┌──

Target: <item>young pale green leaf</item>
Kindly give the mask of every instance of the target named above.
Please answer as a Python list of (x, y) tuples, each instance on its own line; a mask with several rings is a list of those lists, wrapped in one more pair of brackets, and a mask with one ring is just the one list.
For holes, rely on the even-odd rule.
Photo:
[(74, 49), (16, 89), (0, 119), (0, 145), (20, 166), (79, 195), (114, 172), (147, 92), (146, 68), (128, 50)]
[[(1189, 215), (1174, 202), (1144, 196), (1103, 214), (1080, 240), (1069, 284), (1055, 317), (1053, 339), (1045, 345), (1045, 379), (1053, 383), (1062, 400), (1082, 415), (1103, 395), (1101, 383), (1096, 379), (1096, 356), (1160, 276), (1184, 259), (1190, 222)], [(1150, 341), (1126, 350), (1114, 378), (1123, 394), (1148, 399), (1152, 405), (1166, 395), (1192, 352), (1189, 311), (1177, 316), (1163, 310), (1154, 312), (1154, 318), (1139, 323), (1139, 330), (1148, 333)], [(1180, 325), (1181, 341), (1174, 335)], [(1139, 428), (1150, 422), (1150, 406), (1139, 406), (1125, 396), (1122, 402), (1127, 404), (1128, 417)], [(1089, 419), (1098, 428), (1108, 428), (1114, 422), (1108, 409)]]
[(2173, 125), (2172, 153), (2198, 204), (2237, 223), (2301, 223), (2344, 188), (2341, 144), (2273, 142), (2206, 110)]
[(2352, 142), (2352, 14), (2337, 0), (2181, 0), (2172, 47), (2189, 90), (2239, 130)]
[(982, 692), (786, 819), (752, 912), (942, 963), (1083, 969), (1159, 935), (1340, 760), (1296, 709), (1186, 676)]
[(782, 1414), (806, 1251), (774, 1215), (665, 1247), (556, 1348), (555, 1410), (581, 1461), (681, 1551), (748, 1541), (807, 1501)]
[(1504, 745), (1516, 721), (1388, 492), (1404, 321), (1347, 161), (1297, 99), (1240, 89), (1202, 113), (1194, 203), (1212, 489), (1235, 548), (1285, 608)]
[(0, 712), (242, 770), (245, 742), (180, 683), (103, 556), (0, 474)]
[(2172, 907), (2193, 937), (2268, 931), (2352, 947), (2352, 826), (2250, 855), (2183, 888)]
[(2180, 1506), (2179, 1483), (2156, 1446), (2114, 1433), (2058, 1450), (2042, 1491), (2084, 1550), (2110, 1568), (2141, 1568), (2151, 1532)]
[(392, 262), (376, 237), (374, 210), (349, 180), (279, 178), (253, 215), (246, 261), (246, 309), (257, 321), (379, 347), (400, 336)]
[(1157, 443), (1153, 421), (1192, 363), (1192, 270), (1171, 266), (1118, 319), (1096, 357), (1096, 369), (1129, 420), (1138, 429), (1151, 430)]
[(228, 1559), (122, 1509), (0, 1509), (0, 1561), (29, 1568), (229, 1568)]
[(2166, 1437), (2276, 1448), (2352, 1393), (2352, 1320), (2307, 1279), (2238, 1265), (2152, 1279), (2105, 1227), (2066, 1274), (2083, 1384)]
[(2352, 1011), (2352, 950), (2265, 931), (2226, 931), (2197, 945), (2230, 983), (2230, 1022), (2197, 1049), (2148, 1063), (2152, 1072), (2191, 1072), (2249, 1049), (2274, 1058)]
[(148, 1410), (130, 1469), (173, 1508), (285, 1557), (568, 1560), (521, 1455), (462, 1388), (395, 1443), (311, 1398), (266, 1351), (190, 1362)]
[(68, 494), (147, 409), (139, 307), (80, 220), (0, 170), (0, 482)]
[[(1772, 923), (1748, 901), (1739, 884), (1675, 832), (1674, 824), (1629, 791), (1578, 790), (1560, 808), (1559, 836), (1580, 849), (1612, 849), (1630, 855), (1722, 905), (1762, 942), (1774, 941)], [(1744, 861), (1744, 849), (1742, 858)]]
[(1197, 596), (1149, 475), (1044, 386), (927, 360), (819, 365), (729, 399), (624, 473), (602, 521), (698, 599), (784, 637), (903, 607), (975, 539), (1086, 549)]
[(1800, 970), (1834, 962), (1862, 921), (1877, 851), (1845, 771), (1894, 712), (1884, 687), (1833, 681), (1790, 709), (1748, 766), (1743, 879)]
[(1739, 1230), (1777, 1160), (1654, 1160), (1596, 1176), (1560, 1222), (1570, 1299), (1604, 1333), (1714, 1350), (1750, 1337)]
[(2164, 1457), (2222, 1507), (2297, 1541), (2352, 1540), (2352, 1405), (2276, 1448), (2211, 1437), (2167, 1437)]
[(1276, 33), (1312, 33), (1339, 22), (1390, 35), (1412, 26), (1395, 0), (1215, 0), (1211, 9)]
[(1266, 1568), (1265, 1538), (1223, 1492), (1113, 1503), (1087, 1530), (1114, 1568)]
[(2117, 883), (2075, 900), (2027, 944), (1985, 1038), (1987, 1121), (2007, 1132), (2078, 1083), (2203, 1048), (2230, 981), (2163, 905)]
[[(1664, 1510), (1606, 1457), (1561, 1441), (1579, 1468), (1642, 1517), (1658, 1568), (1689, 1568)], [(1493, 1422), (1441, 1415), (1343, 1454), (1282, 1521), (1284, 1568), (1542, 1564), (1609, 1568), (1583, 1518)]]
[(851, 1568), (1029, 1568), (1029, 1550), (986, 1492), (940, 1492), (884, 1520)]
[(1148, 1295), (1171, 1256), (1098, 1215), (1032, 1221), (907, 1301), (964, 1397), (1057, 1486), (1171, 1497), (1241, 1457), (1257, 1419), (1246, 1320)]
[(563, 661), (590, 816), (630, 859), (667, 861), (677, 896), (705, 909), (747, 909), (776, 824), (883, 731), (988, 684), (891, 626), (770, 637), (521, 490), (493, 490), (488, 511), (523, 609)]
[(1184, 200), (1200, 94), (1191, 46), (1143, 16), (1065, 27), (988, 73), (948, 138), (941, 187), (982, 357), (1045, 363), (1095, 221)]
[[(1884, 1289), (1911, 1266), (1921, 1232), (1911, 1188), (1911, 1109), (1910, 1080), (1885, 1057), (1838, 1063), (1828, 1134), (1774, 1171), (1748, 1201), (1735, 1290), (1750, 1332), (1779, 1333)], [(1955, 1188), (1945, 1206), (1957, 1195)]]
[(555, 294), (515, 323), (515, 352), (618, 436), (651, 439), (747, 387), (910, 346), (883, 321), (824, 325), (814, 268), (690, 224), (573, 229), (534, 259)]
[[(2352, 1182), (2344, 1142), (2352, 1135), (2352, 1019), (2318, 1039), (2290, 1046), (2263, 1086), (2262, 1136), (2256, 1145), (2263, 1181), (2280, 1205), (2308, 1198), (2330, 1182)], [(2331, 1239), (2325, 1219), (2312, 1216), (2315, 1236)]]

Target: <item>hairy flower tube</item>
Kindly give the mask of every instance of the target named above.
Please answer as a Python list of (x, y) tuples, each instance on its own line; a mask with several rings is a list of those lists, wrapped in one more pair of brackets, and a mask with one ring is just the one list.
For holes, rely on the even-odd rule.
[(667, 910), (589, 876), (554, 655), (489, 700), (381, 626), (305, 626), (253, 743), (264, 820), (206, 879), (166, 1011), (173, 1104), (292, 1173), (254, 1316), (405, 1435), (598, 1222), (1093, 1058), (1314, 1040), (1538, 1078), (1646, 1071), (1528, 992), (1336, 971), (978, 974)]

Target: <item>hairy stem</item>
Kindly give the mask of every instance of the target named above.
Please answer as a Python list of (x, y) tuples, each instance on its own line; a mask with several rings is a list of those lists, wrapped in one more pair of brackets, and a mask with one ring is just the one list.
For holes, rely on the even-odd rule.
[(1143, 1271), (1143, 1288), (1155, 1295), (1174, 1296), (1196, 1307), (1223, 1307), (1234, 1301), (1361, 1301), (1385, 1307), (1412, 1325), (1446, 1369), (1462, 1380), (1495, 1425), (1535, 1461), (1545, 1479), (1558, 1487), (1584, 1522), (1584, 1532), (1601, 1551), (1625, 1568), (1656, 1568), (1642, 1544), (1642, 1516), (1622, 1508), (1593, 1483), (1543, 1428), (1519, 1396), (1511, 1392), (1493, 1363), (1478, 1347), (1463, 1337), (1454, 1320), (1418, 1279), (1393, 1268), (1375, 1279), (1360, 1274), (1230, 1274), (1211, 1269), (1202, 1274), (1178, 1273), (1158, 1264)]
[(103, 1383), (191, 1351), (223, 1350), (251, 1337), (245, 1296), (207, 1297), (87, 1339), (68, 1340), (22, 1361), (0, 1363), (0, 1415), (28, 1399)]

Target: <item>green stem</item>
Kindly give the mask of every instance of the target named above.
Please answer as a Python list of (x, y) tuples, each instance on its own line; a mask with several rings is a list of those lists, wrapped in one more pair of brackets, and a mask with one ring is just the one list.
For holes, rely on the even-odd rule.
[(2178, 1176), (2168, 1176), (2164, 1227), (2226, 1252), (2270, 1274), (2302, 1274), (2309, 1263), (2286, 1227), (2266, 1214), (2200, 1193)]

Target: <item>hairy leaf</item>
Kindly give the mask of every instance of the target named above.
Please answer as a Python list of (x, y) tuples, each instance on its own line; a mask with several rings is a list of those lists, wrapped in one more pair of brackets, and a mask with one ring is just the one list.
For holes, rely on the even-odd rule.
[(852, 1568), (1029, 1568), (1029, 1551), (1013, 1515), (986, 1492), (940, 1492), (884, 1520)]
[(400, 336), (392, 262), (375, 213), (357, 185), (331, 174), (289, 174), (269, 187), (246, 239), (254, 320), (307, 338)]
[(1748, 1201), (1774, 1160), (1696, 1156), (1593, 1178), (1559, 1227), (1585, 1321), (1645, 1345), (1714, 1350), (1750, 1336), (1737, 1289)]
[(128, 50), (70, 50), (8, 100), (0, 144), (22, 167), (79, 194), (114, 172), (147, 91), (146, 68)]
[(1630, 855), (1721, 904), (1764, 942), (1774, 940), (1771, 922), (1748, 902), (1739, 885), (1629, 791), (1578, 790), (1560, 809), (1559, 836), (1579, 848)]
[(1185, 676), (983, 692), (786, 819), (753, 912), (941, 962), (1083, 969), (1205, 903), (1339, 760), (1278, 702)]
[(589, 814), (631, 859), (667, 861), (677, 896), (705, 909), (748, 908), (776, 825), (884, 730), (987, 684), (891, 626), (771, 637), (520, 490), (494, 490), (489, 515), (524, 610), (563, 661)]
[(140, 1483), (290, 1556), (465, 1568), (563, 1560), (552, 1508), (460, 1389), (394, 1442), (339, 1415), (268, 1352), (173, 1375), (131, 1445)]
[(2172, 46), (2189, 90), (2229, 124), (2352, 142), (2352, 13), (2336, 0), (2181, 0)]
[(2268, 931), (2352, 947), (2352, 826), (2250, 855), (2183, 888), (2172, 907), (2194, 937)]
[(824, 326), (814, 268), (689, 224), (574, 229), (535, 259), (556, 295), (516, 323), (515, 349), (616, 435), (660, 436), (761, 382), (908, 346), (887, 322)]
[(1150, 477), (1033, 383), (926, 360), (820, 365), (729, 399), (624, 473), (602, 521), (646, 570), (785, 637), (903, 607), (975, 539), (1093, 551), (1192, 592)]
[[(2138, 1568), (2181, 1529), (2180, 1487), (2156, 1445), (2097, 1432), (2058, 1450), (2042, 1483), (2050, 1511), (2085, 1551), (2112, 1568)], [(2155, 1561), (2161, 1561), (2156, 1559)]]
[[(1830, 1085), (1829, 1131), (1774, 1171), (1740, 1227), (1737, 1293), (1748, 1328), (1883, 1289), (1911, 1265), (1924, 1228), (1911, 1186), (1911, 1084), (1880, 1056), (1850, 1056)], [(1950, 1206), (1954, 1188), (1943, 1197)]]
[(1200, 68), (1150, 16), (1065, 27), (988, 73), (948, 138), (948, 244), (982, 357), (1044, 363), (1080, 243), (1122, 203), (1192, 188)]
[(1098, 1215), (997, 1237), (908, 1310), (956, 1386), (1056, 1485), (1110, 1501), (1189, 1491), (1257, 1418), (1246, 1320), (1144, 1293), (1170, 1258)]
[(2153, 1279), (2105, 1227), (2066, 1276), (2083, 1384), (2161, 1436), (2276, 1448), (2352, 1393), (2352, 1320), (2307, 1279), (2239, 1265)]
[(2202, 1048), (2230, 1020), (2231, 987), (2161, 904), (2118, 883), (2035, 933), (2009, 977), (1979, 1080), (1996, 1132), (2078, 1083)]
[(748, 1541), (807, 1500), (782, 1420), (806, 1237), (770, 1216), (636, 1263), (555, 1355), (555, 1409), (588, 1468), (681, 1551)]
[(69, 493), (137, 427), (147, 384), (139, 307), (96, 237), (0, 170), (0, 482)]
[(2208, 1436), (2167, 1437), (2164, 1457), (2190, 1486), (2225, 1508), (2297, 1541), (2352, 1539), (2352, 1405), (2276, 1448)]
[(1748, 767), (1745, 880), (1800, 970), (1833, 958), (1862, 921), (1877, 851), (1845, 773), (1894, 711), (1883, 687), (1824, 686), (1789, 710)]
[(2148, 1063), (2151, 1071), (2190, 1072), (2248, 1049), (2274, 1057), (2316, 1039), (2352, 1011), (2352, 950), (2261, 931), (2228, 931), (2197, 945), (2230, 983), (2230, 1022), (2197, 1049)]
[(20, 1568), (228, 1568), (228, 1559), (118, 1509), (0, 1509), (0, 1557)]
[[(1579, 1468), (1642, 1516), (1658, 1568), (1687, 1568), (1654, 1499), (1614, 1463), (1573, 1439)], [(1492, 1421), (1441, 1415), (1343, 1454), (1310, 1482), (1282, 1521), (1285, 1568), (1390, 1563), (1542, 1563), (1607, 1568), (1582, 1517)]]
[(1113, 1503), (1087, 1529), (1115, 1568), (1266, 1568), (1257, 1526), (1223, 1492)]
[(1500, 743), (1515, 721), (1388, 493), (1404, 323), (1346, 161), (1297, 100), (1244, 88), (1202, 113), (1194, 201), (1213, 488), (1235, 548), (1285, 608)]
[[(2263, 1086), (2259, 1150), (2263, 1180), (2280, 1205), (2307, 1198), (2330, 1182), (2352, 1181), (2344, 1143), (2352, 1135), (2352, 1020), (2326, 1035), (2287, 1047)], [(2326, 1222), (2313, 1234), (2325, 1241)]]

└──

→ **WORK ITEM**: The lines to return are those in the records above that hold the word "stem".

→ **OUTPUT**:
Target: <item>hairy stem</item>
Target: <item>green stem</item>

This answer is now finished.